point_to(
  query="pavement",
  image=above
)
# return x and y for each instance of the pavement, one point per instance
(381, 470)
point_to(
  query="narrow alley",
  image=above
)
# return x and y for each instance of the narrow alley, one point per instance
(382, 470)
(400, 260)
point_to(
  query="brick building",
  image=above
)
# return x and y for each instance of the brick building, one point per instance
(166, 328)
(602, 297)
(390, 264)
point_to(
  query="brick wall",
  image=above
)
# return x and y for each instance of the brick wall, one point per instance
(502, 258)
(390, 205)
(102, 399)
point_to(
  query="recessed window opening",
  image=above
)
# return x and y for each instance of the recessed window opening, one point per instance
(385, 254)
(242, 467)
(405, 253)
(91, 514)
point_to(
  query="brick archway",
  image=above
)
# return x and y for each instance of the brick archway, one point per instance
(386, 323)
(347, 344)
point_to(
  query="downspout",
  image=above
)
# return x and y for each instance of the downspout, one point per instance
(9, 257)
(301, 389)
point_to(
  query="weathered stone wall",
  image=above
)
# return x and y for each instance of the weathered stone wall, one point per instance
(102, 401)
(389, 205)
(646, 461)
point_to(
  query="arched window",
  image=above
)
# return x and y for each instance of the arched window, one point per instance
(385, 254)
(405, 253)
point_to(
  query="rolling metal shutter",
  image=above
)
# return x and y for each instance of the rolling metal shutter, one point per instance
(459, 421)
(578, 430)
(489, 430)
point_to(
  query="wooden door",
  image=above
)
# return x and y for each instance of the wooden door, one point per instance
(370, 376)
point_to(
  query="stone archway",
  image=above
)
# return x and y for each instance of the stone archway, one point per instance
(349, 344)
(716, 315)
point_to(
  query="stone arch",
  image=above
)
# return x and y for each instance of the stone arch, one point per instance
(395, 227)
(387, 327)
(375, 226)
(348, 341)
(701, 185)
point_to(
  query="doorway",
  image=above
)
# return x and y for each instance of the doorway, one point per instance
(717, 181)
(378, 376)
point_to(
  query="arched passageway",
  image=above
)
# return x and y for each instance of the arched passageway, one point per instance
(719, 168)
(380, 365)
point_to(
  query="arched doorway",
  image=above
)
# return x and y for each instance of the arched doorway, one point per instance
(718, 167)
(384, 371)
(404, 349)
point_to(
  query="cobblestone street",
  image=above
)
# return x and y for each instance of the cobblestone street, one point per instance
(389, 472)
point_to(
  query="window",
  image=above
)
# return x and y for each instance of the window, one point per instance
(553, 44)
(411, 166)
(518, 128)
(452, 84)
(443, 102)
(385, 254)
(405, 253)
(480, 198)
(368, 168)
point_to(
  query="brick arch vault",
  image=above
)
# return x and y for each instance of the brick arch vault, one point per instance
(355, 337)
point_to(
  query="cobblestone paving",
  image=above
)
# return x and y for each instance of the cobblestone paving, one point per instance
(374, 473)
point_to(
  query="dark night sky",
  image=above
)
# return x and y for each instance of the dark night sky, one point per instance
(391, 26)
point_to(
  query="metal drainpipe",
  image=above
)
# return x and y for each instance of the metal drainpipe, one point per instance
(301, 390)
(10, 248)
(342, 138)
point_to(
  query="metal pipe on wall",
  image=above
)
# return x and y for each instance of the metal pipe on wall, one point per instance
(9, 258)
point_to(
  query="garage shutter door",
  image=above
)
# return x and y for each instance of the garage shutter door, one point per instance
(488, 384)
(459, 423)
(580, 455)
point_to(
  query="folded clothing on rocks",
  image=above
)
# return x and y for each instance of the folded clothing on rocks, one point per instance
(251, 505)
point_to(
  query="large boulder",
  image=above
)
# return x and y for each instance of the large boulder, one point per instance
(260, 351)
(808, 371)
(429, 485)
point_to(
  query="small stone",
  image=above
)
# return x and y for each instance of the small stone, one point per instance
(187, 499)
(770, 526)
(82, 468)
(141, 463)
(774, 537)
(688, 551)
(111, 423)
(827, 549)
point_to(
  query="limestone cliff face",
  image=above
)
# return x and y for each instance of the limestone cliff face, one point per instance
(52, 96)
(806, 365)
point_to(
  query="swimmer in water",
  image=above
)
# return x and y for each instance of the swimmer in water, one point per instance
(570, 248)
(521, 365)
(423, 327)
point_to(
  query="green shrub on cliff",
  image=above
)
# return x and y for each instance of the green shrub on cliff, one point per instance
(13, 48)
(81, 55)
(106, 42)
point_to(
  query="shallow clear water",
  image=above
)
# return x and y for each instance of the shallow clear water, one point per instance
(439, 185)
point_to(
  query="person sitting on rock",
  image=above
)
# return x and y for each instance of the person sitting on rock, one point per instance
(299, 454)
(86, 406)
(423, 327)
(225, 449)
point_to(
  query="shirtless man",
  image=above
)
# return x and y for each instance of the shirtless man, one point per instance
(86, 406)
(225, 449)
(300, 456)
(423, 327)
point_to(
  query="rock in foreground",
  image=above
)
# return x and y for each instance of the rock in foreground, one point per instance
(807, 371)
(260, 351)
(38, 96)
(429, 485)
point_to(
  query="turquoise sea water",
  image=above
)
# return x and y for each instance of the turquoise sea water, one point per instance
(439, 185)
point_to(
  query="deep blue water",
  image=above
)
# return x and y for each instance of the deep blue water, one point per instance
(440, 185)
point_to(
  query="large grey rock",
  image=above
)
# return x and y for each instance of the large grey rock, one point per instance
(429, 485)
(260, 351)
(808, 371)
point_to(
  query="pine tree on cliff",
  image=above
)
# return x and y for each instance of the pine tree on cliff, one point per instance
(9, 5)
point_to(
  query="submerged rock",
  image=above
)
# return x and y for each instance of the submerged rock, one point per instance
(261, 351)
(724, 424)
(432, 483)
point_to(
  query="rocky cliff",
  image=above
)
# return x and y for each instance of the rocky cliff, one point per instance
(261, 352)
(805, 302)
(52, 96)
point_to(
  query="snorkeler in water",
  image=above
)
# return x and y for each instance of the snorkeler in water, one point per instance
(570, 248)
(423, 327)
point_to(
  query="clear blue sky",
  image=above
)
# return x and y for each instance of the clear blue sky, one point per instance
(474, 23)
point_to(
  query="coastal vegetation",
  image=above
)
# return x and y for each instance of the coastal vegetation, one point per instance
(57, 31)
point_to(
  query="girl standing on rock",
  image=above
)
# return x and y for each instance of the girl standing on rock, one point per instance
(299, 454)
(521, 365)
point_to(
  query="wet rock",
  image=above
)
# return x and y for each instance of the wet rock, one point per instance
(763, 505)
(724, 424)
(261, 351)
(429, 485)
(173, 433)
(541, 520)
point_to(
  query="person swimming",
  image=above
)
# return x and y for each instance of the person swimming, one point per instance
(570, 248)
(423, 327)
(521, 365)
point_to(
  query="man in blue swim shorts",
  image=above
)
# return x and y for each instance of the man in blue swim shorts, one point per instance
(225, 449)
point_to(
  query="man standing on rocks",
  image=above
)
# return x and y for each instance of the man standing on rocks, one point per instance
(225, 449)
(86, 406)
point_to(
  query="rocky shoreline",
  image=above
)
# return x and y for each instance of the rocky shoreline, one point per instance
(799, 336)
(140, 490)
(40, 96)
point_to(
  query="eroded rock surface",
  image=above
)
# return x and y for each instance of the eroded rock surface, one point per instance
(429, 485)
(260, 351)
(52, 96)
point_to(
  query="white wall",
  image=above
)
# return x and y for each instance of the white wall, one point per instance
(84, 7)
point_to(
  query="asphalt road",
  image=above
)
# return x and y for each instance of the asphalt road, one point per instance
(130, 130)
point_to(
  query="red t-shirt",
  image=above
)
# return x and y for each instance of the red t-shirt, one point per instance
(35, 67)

*Task goal:* Print the complete listing again, exactly as it stands.

*Problem solution:*
point_to(
  query="pavement",
  image=above
)
# return x and y for each instance of the pavement, one point per instance
(381, 470)
point_to(
  query="narrow alley",
  image=above
)
# return x and y for each instance of the narrow alley, one point per instance
(382, 470)
(400, 260)
point_to(
  query="brick building",
  image=above
)
# return x and y for each instance of the brick building, one point per instance
(166, 328)
(602, 297)
(390, 264)
point_to(
  query="brick wall",
  image=above
)
# return x and y for each instance of the brick wall, one point per instance
(502, 258)
(390, 205)
(102, 399)
point_to(
  query="recessed window opening",
  image=above
)
# return x and y for each instance of the recessed window opening, one point per instance
(385, 254)
(242, 467)
(405, 253)
(91, 514)
point_to(
  query="brick archway",
  image=above
)
# return x and y for each instance of the brick archway, one point per instance
(386, 323)
(347, 344)
point_to(
  query="downspout",
  image=above
)
# return x and y for each instance of the downspout, one point per instance
(9, 257)
(301, 389)
point_to(
  query="weathered stone wall",
  image=above
)
# return x and y for each instance of the weathered stone wall, one point per instance
(102, 401)
(389, 205)
(646, 461)
point_to(
  query="arched window",
  image=above
)
# return x and y for each instance of the arched window, one point per instance
(385, 254)
(405, 253)
point_to(
  query="rolling metal shutter",
  image=above
)
# return x and y for each instance of the rolling metal shutter, one point per instance
(459, 421)
(578, 430)
(489, 430)
point_to(
  query="wooden door",
  image=above
)
# return x and y for each instance of the wooden door, one point per instance
(370, 376)
point_to(
  query="stone archway",
  image=above
)
# return x and y for each instance of the stone archway, one point per instance
(349, 344)
(716, 315)
point_to(
  query="stone arch",
  image=above
)
# return x and y for each instance of the stone arch, one point per instance
(395, 227)
(387, 327)
(375, 226)
(348, 341)
(701, 185)
point_to(
  query="doorway",
  image=above
)
# return x and y for each instance of the doorway, one point per instance
(717, 181)
(378, 376)
point_to(
  query="arched passageway",
  image=above
)
# return x and y for each instance of the arched passageway, one point per instance
(719, 168)
(380, 365)
point_to(
  query="arched doorway",
  image=above
)
# return x and y for each instance of the arched doorway, one point per instance
(718, 167)
(384, 371)
(404, 349)
point_to(
  query="cobblestone street",
  image=above
)
# return x and y for each instance of the cobblestone street, one point per instance
(389, 472)
point_to(
  query="window",
  image=above
)
# return x and y for each instance of the window, one point per instance
(553, 44)
(411, 166)
(518, 128)
(452, 84)
(443, 102)
(385, 254)
(405, 253)
(480, 198)
(368, 168)
point_to(
  query="brick arch vault",
  image=above
)
# return x and y for each instance of the brick arch vault, one point per instance
(355, 337)
point_to(
  query="cobblestone paving",
  image=above
)
# return x and y for each instance of the cobblestone paving, one point per instance
(374, 473)
point_to(
  query="dark night sky",
  image=above
)
# return x and y for each instance of the dark night sky, one point per instance
(391, 26)
point_to(
  query="metal drainpipe",
  image=above
)
# return x and y for each instance of the metal drainpipe, one point per instance
(301, 390)
(10, 248)
(342, 138)
point_to(
  query="metal pipe on wall",
  image=above
)
# return x and y for each instance of the metal pipe on wall, one point per instance
(9, 258)
point_to(
  query="garage shutter door",
  image=above
)
# return x and y for each instance of the garage shutter door, one point per instance
(488, 384)
(459, 423)
(580, 455)
point_to(
  query="folded clothing on rocks",
  image=above
)
# return x and y for each instance of the folded clothing on rocks, one point per instance
(251, 505)
point_to(
  query="large boulder",
  image=above
)
# return x and y for each instance of the large boulder, one point per instance
(260, 351)
(808, 371)
(429, 485)
point_to(
  query="small stone",
  image=above
)
# return x and y for each instance of the small stone, one point per instance
(187, 499)
(770, 526)
(82, 468)
(141, 463)
(774, 537)
(688, 551)
(111, 423)
(827, 549)
point_to(
  query="limestone cliff face",
  image=above
)
# return x and y for each instance of the limestone cliff face, one point per instance
(52, 96)
(806, 365)
point_to(
  query="swimmer in water",
  image=above
)
# return x and y for each instance of the swimmer in water, one point per instance
(570, 248)
(521, 365)
(423, 327)
point_to(
  query="green shrub on cliff",
  image=above
)
# return x and y for each instance of the green shrub on cliff, one point per instance
(13, 48)
(81, 55)
(106, 42)
point_to(
  query="shallow clear water",
  image=above
)
# return x and y for each instance of the shallow clear water, one point per instance
(439, 185)
point_to(
  query="person sitting on rock",
  image=above
)
# return x and y for each instance of the person sitting on rock, one point per instance
(299, 454)
(86, 406)
(423, 327)
(225, 449)
point_to(
  query="shirtless man",
  image=above
)
# return x and y for each instance of the shirtless man, one point per instance
(86, 406)
(225, 449)
(300, 456)
(423, 327)
point_to(
  query="rock in foreground",
  image=above
)
# return x and y for each instance of the rock in foreground, one point per instance
(807, 371)
(260, 351)
(38, 96)
(429, 485)
point_to(
  query="turquoise sea water",
  image=above
)
# return x and y for each instance of the turquoise sea water, one point per instance
(439, 185)
point_to(
  query="deep blue water",
  image=above
)
# return x and y for each instance of the deep blue water, one point per instance
(440, 185)
point_to(
  query="large grey rock",
  image=above
)
# return x and y for each instance of the large grey rock, one point per instance
(429, 485)
(260, 351)
(808, 371)
point_to(
  query="pine tree on cliff",
  image=above
)
# return x and y for each instance of the pine tree on cliff, one point per instance
(9, 5)
point_to(
  query="submerged rock",
  image=above
)
# return x and y for each instance of the submerged rock, one point per instance
(261, 351)
(724, 424)
(432, 483)
point_to(
  query="rocky cliff",
  image=above
)
# return x and y for each instance of the rocky cliff, one point per instance
(261, 352)
(805, 302)
(52, 96)
point_to(
  query="snorkeler in water",
  image=above
)
# return x and y for each instance of the snorkeler in water, one point per instance
(570, 248)
(423, 327)
point_to(
  query="clear blue sky",
  image=above
)
# return x and y for each instance of the clear blue sky, one point per instance
(474, 23)
point_to(
  query="coastal vegetation",
  image=above
)
# return x and y for each instance of the coastal vegetation, one point per instance
(57, 31)
point_to(
  query="girl standing on rock",
  image=above
)
# return x and y for each instance of the girl standing on rock, one point per instance
(299, 454)
(521, 365)
point_to(
  query="wet rock",
  image=above
)
# return x and y for each instance of the wet rock, one point per instance
(763, 505)
(724, 424)
(261, 351)
(429, 485)
(173, 433)
(541, 520)
point_to(
  query="person swimming",
  image=above
)
# return x and y for each instance of the person swimming, one point per instance
(570, 248)
(423, 327)
(521, 365)
point_to(
  query="man in blue swim shorts",
  image=above
)
# return x and y for each instance of the man in blue swim shorts, one point per instance
(225, 449)
point_to(
  query="man standing on rocks",
  image=above
)
# return x and y for each instance of the man standing on rocks, one point per instance
(225, 449)
(86, 406)
point_to(
  query="rocky shoreline",
  image=above
)
# return x and y for each instance of the rocky shoreline, one point per instance
(799, 336)
(140, 490)
(40, 96)
point_to(
  query="eroded rock surface",
  image=above
)
# return x and y for each instance of the eroded rock surface, one point per instance
(429, 485)
(260, 351)
(52, 96)
point_to(
  query="white wall",
  image=above
)
# return x and y for each instance of the white wall, one point per instance
(84, 7)
point_to(
  query="asphalt road",
  image=above
)
# return x and y for each instance of the asphalt road, one point per instance
(130, 130)
point_to(
  query="red t-shirt",
  image=above
)
# return x and y for each instance of the red t-shirt, one point per instance
(35, 67)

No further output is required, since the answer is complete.